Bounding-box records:

• • • • • • •

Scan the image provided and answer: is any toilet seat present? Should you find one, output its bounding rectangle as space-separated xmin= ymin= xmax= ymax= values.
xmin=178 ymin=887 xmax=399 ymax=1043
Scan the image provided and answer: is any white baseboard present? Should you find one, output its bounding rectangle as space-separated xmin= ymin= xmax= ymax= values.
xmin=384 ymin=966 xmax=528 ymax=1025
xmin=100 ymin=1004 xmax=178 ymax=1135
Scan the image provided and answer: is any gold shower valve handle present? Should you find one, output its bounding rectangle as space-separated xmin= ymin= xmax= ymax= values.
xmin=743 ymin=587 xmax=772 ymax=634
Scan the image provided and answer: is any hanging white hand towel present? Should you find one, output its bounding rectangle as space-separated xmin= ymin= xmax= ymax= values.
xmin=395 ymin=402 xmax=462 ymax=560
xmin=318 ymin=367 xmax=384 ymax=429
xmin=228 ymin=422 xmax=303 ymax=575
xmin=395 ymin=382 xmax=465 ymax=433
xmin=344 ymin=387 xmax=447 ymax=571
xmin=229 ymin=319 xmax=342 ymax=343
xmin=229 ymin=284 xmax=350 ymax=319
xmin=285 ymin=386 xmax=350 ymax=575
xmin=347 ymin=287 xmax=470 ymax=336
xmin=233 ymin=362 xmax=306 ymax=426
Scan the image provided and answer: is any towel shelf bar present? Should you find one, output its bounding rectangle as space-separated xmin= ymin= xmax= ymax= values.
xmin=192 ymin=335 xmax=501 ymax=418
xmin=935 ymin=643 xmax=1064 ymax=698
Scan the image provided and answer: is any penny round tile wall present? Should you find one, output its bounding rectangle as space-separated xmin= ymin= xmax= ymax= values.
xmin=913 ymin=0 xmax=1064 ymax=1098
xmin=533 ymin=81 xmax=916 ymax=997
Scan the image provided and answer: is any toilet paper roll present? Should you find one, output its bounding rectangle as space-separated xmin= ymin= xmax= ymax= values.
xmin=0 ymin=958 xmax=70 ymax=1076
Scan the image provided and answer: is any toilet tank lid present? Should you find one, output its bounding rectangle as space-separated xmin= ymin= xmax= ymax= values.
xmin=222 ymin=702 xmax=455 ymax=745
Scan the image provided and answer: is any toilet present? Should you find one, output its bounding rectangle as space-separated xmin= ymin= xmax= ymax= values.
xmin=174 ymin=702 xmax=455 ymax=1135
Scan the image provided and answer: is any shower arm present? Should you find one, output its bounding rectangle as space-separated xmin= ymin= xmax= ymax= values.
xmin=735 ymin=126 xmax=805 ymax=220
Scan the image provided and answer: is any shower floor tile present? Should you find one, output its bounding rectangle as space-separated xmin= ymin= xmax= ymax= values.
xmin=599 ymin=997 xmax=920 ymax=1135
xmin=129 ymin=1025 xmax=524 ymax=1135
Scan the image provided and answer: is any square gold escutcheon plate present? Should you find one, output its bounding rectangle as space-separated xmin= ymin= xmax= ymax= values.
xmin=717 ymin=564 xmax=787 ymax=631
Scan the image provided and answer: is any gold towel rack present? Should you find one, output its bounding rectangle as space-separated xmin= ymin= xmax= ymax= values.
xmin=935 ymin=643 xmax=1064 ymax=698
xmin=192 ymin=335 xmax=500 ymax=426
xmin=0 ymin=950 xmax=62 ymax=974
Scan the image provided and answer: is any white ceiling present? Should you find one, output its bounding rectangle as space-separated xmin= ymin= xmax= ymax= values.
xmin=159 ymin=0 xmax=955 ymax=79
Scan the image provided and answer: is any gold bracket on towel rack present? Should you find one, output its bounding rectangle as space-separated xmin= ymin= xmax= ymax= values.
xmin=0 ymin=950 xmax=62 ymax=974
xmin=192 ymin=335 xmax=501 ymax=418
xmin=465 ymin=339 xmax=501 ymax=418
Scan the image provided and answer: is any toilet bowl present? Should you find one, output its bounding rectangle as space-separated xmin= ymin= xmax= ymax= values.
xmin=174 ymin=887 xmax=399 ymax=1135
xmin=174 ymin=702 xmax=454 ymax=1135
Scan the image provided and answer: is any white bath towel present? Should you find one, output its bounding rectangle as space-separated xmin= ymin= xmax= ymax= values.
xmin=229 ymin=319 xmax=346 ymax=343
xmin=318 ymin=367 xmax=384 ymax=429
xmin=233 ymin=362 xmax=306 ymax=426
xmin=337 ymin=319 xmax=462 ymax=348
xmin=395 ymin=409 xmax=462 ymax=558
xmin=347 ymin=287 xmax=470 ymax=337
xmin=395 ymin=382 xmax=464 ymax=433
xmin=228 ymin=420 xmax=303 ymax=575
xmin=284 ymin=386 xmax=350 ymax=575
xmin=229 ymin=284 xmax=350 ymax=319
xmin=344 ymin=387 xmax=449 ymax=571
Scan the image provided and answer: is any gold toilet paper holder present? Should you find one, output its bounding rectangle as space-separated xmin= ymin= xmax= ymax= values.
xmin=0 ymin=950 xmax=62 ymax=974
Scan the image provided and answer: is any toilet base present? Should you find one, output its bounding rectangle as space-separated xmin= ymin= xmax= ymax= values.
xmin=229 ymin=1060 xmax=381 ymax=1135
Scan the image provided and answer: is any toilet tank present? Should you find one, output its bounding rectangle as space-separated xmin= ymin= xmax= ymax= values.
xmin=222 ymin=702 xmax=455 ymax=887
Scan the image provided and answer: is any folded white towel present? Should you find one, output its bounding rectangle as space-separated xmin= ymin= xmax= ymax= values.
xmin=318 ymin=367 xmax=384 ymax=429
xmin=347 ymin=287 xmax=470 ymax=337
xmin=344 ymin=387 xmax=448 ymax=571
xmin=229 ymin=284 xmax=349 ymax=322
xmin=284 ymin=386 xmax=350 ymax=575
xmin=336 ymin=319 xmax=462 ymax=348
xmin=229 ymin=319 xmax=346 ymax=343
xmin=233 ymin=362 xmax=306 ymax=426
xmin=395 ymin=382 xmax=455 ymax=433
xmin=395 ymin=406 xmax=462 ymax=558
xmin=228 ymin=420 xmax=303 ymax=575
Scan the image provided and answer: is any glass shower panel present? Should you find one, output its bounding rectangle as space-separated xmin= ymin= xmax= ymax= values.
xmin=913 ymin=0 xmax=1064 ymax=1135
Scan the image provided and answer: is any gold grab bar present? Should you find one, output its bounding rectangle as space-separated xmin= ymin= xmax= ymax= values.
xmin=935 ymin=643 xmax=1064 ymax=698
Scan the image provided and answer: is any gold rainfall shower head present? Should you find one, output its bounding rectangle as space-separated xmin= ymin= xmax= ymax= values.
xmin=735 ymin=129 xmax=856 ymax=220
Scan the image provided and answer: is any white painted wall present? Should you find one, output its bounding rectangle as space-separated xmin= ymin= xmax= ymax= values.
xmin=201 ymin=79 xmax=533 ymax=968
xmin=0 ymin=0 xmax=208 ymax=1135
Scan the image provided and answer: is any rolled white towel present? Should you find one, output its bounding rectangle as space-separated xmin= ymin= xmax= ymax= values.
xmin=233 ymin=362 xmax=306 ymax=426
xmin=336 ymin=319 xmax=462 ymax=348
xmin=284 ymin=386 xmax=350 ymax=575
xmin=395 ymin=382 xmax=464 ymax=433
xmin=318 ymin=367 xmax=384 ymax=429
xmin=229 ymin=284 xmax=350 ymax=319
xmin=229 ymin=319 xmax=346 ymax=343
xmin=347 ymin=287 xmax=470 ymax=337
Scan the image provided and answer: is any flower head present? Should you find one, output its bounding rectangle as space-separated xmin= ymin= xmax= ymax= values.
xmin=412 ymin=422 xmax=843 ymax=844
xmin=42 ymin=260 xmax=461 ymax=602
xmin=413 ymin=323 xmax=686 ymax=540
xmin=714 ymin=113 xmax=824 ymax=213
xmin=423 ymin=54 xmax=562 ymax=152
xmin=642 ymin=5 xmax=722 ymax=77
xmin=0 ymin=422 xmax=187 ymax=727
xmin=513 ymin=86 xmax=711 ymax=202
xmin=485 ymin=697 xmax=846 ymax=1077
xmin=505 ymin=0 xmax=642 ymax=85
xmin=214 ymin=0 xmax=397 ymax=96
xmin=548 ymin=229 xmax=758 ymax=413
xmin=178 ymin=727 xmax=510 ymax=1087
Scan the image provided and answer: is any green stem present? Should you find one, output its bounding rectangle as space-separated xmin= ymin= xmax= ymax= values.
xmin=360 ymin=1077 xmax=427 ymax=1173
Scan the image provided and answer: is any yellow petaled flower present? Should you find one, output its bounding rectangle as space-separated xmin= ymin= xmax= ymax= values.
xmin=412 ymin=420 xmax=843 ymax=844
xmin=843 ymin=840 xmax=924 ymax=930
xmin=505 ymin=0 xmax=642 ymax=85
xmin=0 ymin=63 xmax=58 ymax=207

• • • • • • •

Directive:
Arrange the lines of the material from the line with "Scan the image provided and answer: is any gold bracket" to the line with "xmin=465 ymin=339 xmax=501 ymax=418", both included, as a Markdown table with the columns Row and Line. Number the rows in order, and leave out any blank lines.

Expected output:
| Row | Line |
|---|---|
| 1 | Scan the image provided and answer: is any gold bracket on towel rack present? Should you find one, output its bounding rectangle as space-separated xmin= ymin= xmax= ymax= values. |
| 2 | xmin=0 ymin=950 xmax=62 ymax=974 |
| 3 | xmin=192 ymin=335 xmax=501 ymax=418 |
| 4 | xmin=465 ymin=339 xmax=501 ymax=418 |